▶ [Available data]:
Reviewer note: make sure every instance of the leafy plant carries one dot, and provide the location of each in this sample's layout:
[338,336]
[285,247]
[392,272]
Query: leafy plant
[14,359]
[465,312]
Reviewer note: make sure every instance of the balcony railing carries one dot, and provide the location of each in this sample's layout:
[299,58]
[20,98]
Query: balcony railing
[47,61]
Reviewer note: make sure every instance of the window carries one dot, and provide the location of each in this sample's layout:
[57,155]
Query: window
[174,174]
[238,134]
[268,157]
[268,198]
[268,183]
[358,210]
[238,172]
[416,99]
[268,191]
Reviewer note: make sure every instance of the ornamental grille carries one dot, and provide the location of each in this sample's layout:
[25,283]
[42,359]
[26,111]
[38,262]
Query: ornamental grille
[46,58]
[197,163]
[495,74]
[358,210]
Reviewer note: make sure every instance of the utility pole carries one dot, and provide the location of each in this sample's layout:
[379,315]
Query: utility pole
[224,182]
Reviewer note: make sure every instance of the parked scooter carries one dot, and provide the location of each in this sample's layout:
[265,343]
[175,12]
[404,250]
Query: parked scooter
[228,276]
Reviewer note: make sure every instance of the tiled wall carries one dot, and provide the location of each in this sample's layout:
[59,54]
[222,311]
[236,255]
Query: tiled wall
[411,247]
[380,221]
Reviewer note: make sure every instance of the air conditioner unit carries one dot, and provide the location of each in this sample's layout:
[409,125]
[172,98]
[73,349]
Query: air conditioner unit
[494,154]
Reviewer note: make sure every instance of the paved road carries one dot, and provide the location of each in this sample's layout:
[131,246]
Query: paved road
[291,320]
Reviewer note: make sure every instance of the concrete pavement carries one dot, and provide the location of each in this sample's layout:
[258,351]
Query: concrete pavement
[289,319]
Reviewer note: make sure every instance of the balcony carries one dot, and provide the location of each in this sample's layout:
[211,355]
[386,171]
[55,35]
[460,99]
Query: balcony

▶ [What you will do]: Copy the material above back out, exactly as written.

▶ [Exercise solution]:
Reviewer note: make sure every instance of the leafy plant carries one dot, and provide the location of each in this sample's layout:
[338,336]
[285,247]
[392,272]
Query: leafy plant
[14,359]
[465,312]
Reviewer note: make sure every instance of the balcony railing carries one dot, and provide the location of each in this sample's layout:
[299,58]
[20,98]
Query: balcony railing
[47,61]
Reviewer note: make sure every instance of the window carries one dot, and provide the location of each in this sample's layout:
[57,155]
Query: window
[174,174]
[238,134]
[268,157]
[268,198]
[268,183]
[358,210]
[238,172]
[416,99]
[268,191]
Reviewer note: make sure every instance of the ornamental grille carries one dot, and provide the location of each in this sample's layout:
[25,283]
[42,359]
[26,111]
[38,262]
Query: ornamental grille
[46,58]
[197,163]
[495,74]
[358,210]
Reviewer note: make sure every instance of the utility pole carries one dot, and provide the location of each in this sample's layout:
[379,315]
Query: utility pole
[224,182]
Reviewer note: make sure every instance of the parked scooter carries one dot, and provide the location of each in this sample's layout:
[265,343]
[175,12]
[404,250]
Query: parked scooter
[228,276]
Reviewer note: make sure every instance of the tiled wall carries one dot, and provide the location of each in this sample's layout:
[59,54]
[222,311]
[236,255]
Query: tiled wall
[411,247]
[380,221]
Reviewer note: make sure every instance of the air conditioner unit carries one dot, and provide the location of each in this sample's layout:
[409,125]
[172,98]
[73,349]
Query: air conditioner unit
[494,154]
Reviewer note: make sure every instance of the paved road carries one dot, and provide the location of each in this sample's layout:
[131,246]
Query: paved road
[291,320]
Reviewer note: make sure every instance of the concrete pavement carries one dot, and provide the location of each in this sample's layout:
[258,351]
Query: concrete pavement
[289,319]
Reviewer note: make sure every instance of the balcony carries one dot, and provide the location of each in this sample's layout:
[211,355]
[386,171]
[55,35]
[460,99]
Query: balcony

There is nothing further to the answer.